Given entries START
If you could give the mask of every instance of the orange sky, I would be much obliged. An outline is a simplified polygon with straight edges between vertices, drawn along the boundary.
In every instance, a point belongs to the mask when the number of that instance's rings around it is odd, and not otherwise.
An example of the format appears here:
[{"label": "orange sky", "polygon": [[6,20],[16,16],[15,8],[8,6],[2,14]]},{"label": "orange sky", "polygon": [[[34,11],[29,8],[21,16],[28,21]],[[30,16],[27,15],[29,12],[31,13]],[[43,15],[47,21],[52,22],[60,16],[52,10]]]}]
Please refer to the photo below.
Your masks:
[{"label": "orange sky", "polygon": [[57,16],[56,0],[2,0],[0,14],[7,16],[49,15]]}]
Given entries END
#### [Directions]
The response consists of the lines above that contain "every".

#### [Final answer]
If you could give the mask of every instance of the orange sky, I would be much obliged. An outline is a simplified polygon with straight edges between vertices, drawn along the boundary.
In every instance, a point belongs to the mask when the number of that instance's rings around it is odd, and not otherwise.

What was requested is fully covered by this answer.